Received-SPF: pass (google.com: best guess record for domain of linux-kernel-owner@vger.kernel.org designates 209.132.180.67 as permitted sender) client-ip=209.132.180.67;
MIME-Version: 1.0
References: <20191220154208.15895-1-kpsingh@chromium.org> <95036040-6b1c-116c-bd6b-684f00174b4f@schaufler-ca.com>
In-Reply-To: <95036040-6b1c-116c-bd6b-684f00174b4f@schaufler-ca.com>
From:   KP Singh <kpsingh@chromium.org>
Date:   Fri, 20 Dec 2019 18:38:45 +0100
Message-ID: <CACYkzJ5nYh7eGuru4vQ=2ZWumGPszBRbgqxmhd4WQRXktAUKkQ@mail.gmail.com>
Subject: Re: [PATCH bpf-next v1 00/13] MAC and Audit policy using eBPF (KRSI)
To:     Casey Schaufler <casey@schaufler-ca.com>
Cc:     open list <linux-kernel@vger.kernel.org>,
        bpf <bpf@vger.kernel.org>, linux-security-module@vger.kernel.org,
        Alexei Starovoitov <ast@kernel.org>,
        Daniel Borkmann <daniel@iogearbox.net>,
        James Morris <jmorris@namei.org>,
        Kees Cook <keescook@chromium.org>,
        Thomas Garnier <thgarnie@chromium.org>,
        Michael Halcrow <mhalcrow@google.com>,
        Paul Turner <pjt@google.com>,
        Brendan Gregg <brendan.d.gregg@gmail.com>,
        Jann Horn <jannh@google.com>,
        Matthew Garrett <mjg59@google.com>,
        Christian Brauner <christian@brauner.io>,
        =?UTF-8?B?TWlja2HDq2wgU2FsYcO8bg==?= <mic@digikod.net>,
        Florent Revest <revest@chromium.org>,
        Brendan Jackman <jackmanb@chromium.org>,
        Martin KaFai Lau <kafai@fb.com>,
        Song Liu <songliubraving@fb.com>, Yonghong Song <yhs@fb.com>,
        "Serge E. Hallyn" <serge@hallyn.com>,
        Mauro Carvalho Chehab <mchehab+samsung@kernel.org>,
        "David S. Miller" <davem@davemloft.net>,
        Greg Kroah-Hartman <gregkh@linuxfoundation.org>,
        Nicolas Ferre <nicolas.ferre@microchip.com>,
        Stanislav Fomichev <sdf@google.com>,
        Quentin Monnet <quentin.monnet@netronome.com>,
        Andrey Ignatov <rdna@fb.com>, Joe Stringer <joe@wand.net.nz>
Content-Type: text/plain; charset="UTF-8"
Sender: linux-kernel-owner@vger.kernel.org
Precedence: bulk

Hi Casey,

Thanks for taking a look!

On Fri, Dec 20, 2019 at 6:17 PM Casey Schaufler <casey@schaufler-ca.com> wrote:
>
> On 12/20/2019 7:41 AM, KP Singh wrote:
> > From: KP Singh <kpsingh@google.com>
> >
> > This patch series is a continuation of the KRSI RFC
> > (https://lore.kernel.org/bpf/20190910115527.5235-1-kpsingh@chromium.org/)
> >
> > # Motivation
> >
> > Google does rich analysis of runtime security data collected from
> > internal Linux deployments (corporate devices and servers) to detect and
> > thwart threats in real-time. Currently, this is done in custom kernel
> > modules but we would like to replace this with something that's upstream
> > and useful to others.

_Rows_:
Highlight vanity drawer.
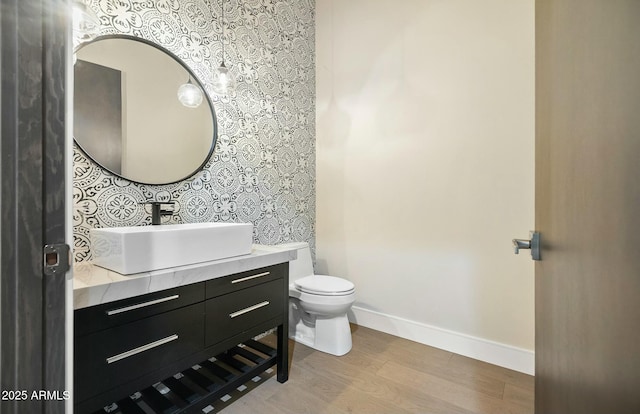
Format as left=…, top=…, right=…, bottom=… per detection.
left=205, top=279, right=286, bottom=346
left=206, top=263, right=289, bottom=299
left=74, top=282, right=204, bottom=336
left=74, top=302, right=204, bottom=402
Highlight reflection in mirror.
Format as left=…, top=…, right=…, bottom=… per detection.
left=74, top=36, right=216, bottom=184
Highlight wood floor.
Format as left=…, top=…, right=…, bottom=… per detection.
left=211, top=325, right=534, bottom=414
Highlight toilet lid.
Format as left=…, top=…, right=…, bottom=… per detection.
left=294, top=275, right=355, bottom=296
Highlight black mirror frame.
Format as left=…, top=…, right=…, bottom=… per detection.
left=73, top=34, right=218, bottom=186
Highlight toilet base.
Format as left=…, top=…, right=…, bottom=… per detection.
left=289, top=301, right=352, bottom=356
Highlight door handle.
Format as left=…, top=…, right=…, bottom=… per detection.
left=513, top=231, right=541, bottom=260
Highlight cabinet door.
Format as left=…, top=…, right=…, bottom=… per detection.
left=205, top=279, right=287, bottom=346
left=74, top=302, right=204, bottom=402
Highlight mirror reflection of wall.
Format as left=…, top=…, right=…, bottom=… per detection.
left=74, top=38, right=215, bottom=184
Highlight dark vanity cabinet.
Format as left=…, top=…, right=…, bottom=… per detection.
left=74, top=263, right=288, bottom=414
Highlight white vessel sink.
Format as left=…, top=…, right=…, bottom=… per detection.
left=91, top=223, right=253, bottom=275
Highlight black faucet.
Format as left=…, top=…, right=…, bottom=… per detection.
left=146, top=201, right=173, bottom=225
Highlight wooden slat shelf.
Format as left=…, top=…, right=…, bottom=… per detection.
left=90, top=340, right=277, bottom=414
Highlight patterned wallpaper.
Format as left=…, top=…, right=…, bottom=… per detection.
left=73, top=0, right=315, bottom=261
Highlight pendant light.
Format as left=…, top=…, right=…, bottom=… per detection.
left=71, top=0, right=100, bottom=46
left=178, top=76, right=202, bottom=108
left=212, top=0, right=236, bottom=95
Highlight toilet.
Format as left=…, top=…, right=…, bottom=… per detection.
left=279, top=243, right=356, bottom=356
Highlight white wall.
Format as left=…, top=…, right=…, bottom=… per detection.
left=316, top=0, right=534, bottom=372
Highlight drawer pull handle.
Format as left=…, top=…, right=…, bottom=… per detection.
left=229, top=300, right=269, bottom=319
left=107, top=295, right=180, bottom=316
left=231, top=272, right=269, bottom=284
left=107, top=334, right=178, bottom=364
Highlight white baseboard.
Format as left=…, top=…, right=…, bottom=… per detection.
left=349, top=306, right=535, bottom=375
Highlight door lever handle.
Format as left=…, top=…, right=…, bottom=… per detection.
left=513, top=231, right=540, bottom=260
left=513, top=239, right=531, bottom=254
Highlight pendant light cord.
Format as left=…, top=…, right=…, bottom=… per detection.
left=220, top=0, right=224, bottom=66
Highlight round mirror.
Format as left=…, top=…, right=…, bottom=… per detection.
left=73, top=36, right=217, bottom=184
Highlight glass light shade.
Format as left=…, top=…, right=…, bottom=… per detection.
left=178, top=79, right=202, bottom=108
left=212, top=62, right=236, bottom=95
left=71, top=0, right=100, bottom=44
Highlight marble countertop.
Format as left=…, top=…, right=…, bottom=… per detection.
left=73, top=244, right=297, bottom=309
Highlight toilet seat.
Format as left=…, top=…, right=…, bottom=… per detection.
left=294, top=275, right=355, bottom=296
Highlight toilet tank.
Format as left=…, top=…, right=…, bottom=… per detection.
left=278, top=242, right=313, bottom=282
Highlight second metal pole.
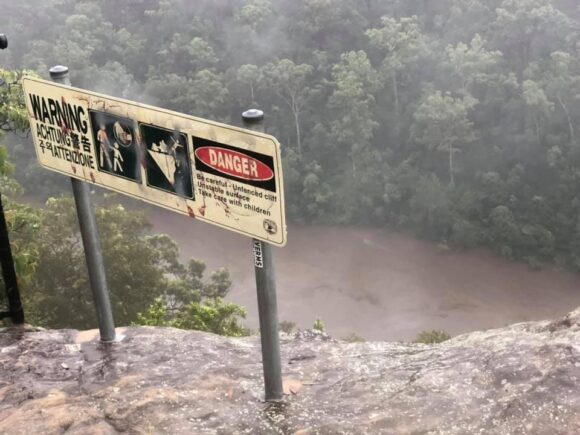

_Tasks_:
1. Answer these questions about the KRSI patch email, one line each:
(a) What date and time does the email's Date header give?
(b) Which address is listed as the Sender?
(c) According to the quoted Motivation section, how is Google's runtime security analysis currently done?
2. In the Cc list of the KRSI patch email, which people have addresses at fb.com? Give each name with its address.

_Complete answers_:
1.
(a) Fri, 20 Dec 2019 18:38:45 +0100
(b) linux-kernel-owner@vger.kernel.org
(c) In custom kernel modules

2.
Martin KaFai Lau <kafai@fb.com>
Song Liu <songliubraving@fb.com>
Yonghong Song <yhs@fb.com>
Andrey Ignatov <rdna@fb.com>